---- Entries shown

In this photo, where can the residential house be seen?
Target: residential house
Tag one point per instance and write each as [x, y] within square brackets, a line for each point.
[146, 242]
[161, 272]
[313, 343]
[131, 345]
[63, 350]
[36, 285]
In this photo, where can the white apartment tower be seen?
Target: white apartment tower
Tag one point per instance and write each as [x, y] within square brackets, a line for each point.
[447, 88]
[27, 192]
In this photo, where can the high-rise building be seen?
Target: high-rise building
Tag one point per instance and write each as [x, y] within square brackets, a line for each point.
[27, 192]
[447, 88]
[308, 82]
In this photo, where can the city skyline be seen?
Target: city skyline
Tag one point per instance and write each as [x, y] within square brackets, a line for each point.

--------
---- Entries shown

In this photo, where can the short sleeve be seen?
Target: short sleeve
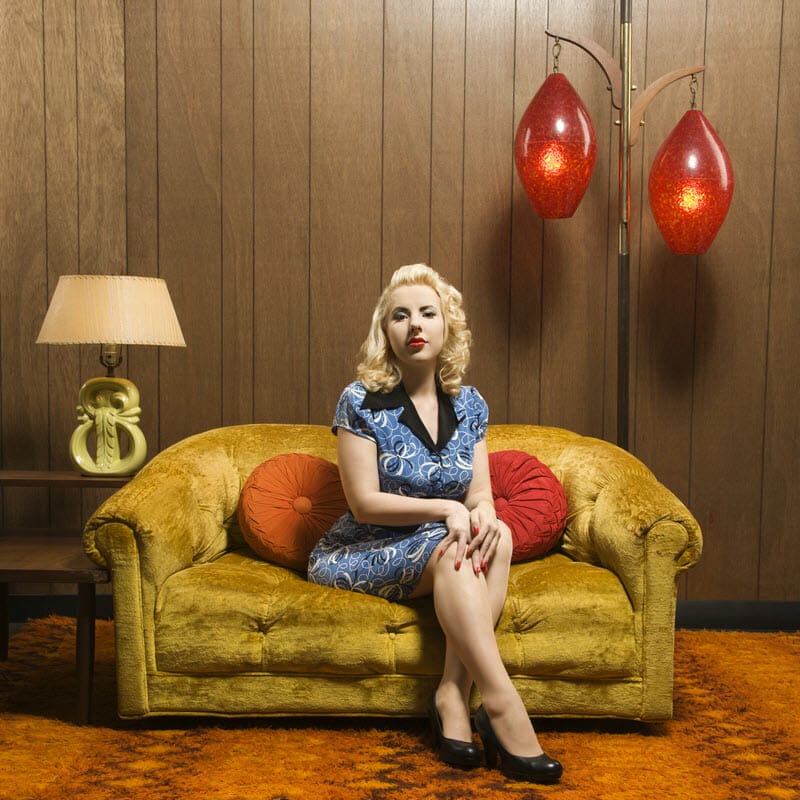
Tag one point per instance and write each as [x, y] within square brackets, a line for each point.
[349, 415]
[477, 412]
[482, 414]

--------

Pick out every line in the rows above that contains the word "skyline", and copy each of those lines. Count a match only when the case is identical.

[Solved problem]
In this photo, where can the city skyline be seen?
Target: city skyline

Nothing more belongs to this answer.